• **PROBLEM**:
Every entry below, from first to last, should be copied exactly.

• **DATA FOR THIS EXERCISE**:
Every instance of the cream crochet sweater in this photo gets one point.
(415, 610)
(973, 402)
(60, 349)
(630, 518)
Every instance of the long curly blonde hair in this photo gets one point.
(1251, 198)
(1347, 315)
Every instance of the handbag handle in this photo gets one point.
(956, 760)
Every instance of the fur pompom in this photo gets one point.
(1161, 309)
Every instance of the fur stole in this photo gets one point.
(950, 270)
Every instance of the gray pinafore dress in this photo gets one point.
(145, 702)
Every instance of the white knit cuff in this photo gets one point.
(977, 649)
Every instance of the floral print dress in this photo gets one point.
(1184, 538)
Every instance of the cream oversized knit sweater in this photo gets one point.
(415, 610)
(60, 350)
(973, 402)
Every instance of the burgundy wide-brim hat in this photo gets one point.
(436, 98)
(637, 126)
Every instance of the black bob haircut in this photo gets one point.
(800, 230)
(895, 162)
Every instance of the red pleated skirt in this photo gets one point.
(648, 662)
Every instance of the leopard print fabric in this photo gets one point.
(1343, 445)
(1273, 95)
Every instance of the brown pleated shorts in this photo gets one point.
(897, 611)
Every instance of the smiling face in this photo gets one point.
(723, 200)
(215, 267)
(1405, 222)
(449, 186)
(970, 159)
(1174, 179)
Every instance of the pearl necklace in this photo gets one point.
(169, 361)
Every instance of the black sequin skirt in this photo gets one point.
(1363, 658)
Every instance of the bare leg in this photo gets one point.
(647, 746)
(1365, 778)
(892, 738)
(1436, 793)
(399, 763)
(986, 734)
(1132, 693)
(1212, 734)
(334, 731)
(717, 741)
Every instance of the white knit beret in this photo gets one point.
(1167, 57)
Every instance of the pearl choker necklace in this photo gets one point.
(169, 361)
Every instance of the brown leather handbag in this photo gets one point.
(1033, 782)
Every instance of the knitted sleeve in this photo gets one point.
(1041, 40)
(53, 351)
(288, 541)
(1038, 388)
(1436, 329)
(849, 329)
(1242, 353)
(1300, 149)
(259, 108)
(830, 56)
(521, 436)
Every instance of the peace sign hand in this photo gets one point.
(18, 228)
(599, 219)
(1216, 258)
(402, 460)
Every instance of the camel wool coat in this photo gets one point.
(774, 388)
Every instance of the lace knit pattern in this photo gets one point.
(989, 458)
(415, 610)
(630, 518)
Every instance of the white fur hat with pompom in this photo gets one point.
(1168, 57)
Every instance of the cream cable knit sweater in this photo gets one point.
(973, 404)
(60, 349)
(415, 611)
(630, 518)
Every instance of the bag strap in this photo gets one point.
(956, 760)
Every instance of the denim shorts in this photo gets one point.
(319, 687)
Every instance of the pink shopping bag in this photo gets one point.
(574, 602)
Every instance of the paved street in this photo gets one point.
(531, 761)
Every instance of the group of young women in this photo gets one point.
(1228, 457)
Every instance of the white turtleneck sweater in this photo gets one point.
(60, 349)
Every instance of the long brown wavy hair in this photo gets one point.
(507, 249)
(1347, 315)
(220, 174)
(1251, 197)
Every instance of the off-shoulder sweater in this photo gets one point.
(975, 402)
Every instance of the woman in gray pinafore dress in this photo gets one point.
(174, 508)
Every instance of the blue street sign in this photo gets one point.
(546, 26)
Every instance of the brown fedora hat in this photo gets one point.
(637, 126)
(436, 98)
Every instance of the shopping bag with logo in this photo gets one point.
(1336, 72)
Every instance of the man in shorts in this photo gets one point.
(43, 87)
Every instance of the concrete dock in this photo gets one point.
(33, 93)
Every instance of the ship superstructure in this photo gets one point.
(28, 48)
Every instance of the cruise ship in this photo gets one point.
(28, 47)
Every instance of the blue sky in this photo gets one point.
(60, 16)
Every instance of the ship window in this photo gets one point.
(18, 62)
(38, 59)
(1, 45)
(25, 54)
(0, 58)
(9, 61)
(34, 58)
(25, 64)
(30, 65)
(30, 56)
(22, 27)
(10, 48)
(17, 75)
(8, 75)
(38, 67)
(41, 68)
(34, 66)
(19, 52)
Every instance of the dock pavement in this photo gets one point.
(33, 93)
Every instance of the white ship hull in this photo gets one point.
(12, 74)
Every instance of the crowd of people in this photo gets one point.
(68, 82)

• **RESPONSE**:
Every instance of the cream crochet sweater in this photo gets one point.
(415, 610)
(973, 402)
(60, 349)
(630, 518)
Every instance of the long curly blonde hair in this photo gets one point.
(1251, 198)
(1347, 315)
Every instance of the handbag handle in this photo gets one point.
(956, 760)
Every instance of the fur pompom in this photo gets one point.
(1161, 309)
Every instance of the fur stole in this photo gets one point.
(950, 270)
Every instance of the gray pinafore dress in this photo gets one point.
(145, 702)
Every instance of the white knit cuff in this photo gets one point.
(977, 649)
Every instance of the floral print dress in this photo gets one point.
(1184, 538)
Every instance of the cream oversized knit sweater in this photo gets one point.
(415, 610)
(60, 350)
(973, 402)
Every instance of the burgundy wide-brim hat in this photo gets one point.
(436, 98)
(637, 126)
Every instance of the black bob haircut in this photo gets one point.
(800, 230)
(895, 162)
Every instance of the red pleated skirt in this photo gets one point.
(648, 662)
Every instance of the leopard print fabric in this photo gets one point.
(1343, 445)
(1273, 95)
Every instance of the brown pleated shorts in this photo gets one point.
(897, 611)
Every instance of the smiling face in this photo gets one point.
(723, 200)
(215, 267)
(1405, 222)
(449, 186)
(970, 159)
(1174, 179)
Every instance of the pearl necklace in this photo gets one point.
(169, 361)
Every instance of the black sequin skirt in this photo gets one point.
(1363, 658)
Every instance of the bare leg in this photo gets one point.
(647, 746)
(1365, 778)
(892, 738)
(1436, 793)
(399, 763)
(986, 734)
(1132, 693)
(1212, 734)
(334, 731)
(717, 741)
Every instance of the white knit beret in this photo gets one point.
(1167, 57)
Every instance of the pearl choker necklace in this photo gets one point.
(169, 361)
Every instance of the brown leather handbag in this photo gets one point.
(1033, 782)
Every instance of the knitted sleeve in this photo gets one point.
(1041, 40)
(53, 351)
(288, 541)
(1038, 388)
(1436, 329)
(849, 329)
(1242, 353)
(1300, 149)
(259, 108)
(830, 56)
(521, 436)
Every instance of the peace sign hand in this photo gets one point.
(18, 228)
(599, 219)
(1216, 258)
(402, 460)
Every instance of the camel wool coat in this photo gets one point.
(774, 388)
Every instance of the lace knit pattern in this photo gets one point.
(989, 458)
(415, 610)
(630, 518)
Every instance of the white fur hat with pompom in this photo gets one point.
(1168, 57)
Every instance of the cream cable knit sweater in this photo gets one point.
(973, 404)
(60, 349)
(415, 611)
(630, 518)
Every instance of the bag strap in this photo gets one point.
(956, 760)
Every instance of the denim shorts in this photo gets one point.
(319, 687)
Every instance of the pink shopping bag in this photo gets one point.
(574, 602)
Every instance of the paved street in this photo gets one point.
(531, 761)
Every instance of the group of young women in this photo gets one point.
(1228, 457)
Every instance of the white turtleneck sweater in this photo gets one point.
(60, 349)
Every instance of the long brown wavy hair in this photo gets one point.
(507, 249)
(1347, 315)
(220, 174)
(1251, 197)
Every instance of the off-shoulder sweater in this photo gets one point.
(975, 402)
Every instance of the woman in gray pinafore dress in this photo gets one point.
(174, 508)
Every instance of the blue street sign in this photo gets one point.
(546, 26)
Every instance of the brown fedora hat in this photo gets one point.
(637, 126)
(436, 98)
Every instance of the shopping bag with logo in this photo gets one point.
(1336, 72)
Every instance of the man in shorts in this photo gets one point.
(43, 87)
Every instance of the concrete dock in this photo gets one point.
(33, 93)
Every instance of the ship superstructure in this photo gets one point.
(28, 48)
Every instance of the cruise ship in this photo gets one point.
(28, 47)
Every instance of the blue sky in this photo gets one point.
(60, 16)
Every instance of the ship window in this photo gets one point.
(18, 62)
(38, 59)
(1, 45)
(25, 54)
(0, 58)
(9, 61)
(34, 58)
(25, 64)
(30, 65)
(30, 56)
(22, 27)
(10, 48)
(17, 75)
(8, 75)
(38, 67)
(41, 68)
(34, 66)
(19, 52)
Every instance of the dock pavement in this photo gets one point.
(33, 93)
Every instance of the white ship hull in this photo gets one point.
(12, 74)
Every instance of the crowd of people in this photo gets one point.
(68, 82)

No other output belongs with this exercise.